Task directions: Arrange every line of the listing below as a JSON list of strings, one string per line, with blank lines skipped. Leave the pictures out of the result.

Saved data entries

• • • • • • •

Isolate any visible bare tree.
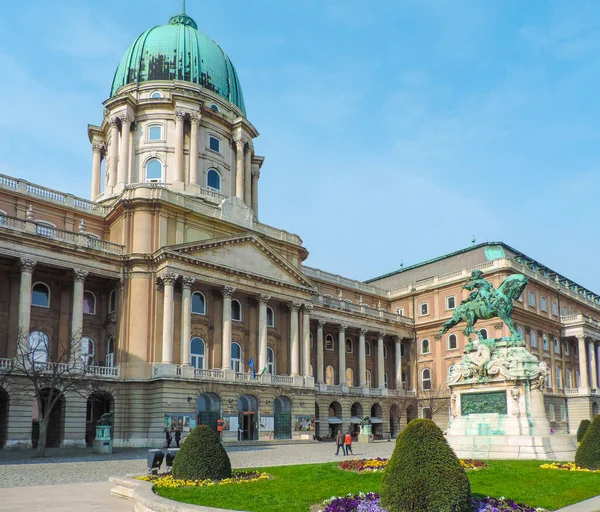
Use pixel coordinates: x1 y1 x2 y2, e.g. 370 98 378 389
0 331 91 457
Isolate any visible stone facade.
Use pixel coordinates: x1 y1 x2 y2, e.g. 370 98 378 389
0 8 600 447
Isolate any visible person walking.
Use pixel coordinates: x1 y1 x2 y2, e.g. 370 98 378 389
346 432 354 455
335 428 346 455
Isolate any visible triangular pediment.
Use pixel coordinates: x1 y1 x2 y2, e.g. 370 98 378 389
165 234 314 289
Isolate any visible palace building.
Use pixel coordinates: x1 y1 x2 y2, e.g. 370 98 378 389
0 9 600 447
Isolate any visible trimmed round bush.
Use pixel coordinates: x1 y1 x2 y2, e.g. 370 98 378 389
577 420 592 443
575 414 600 469
172 425 231 480
381 419 473 512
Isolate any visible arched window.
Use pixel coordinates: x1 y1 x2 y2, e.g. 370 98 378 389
346 338 354 354
190 336 206 369
206 169 221 192
192 292 206 315
268 347 275 375
81 336 95 366
146 158 163 183
104 336 115 368
421 368 431 389
448 334 458 350
231 299 242 322
346 368 354 388
29 331 50 363
325 365 335 386
267 306 275 327
325 334 334 350
108 290 117 313
231 341 242 373
31 283 50 308
83 290 96 315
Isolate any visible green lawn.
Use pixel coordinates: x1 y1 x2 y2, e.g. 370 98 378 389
157 461 600 512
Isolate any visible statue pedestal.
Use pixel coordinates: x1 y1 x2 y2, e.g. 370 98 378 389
447 379 577 460
93 425 112 455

• • • • • • •

Solution to the problem:
[
  "Isolate any visible bare tree.",
  "Use pixel coordinates: x1 y1 x2 y2, e.g. 370 98 378 389",
  "0 331 91 457",
  "Isolate any visible stone facade.",
  "Use pixel coordinates: x1 y1 x2 y2, e.g. 370 98 378 389",
  "0 8 600 447",
  "Isolate any visible person walking.",
  "Use pixel coordinates: x1 y1 x2 y2, e.g. 370 98 378 389",
  "346 432 354 455",
  "335 428 346 455",
  "Isolate any visible triangular pediment.",
  "Use pixel coordinates: x1 y1 x2 y2, e.g. 370 98 378 389",
  "165 234 314 289",
  "Isolate any visible palace building.",
  "Use pixel coordinates: x1 y1 x2 y2, e.g. 370 98 378 389",
  "0 9 600 447",
  "Isolate any visible trimmed round bush.",
  "Use pixel coordinates: x1 y1 x2 y2, e.g. 370 98 378 389",
  "577 420 592 443",
  "575 414 600 469",
  "172 425 231 480",
  "381 419 473 512",
  "Isolate any visible arched window.",
  "Use pixel coordinates: x1 y1 x2 y2, e.g. 370 98 378 389",
  "346 338 354 354",
  "190 336 206 369",
  "206 169 221 192",
  "192 292 206 315",
  "268 347 275 375",
  "81 336 95 366",
  "146 158 163 183",
  "104 336 115 368",
  "421 368 431 389",
  "448 334 458 350",
  "231 299 242 322",
  "346 368 354 388",
  "29 331 50 363",
  "325 365 335 386",
  "267 306 275 327",
  "325 334 334 350",
  "108 290 117 313",
  "231 341 242 373",
  "31 283 50 308",
  "83 290 96 315",
  "Isolate any visible green lawn.",
  "Use pixel coordinates: x1 y1 x2 y2, e.g. 370 98 378 389",
  "157 461 600 512",
  "Isolate any visible statue pedestal.",
  "Use pixel coordinates: x1 y1 x2 y2, e.g. 370 98 378 389",
  "447 379 577 460",
  "93 425 112 455"
]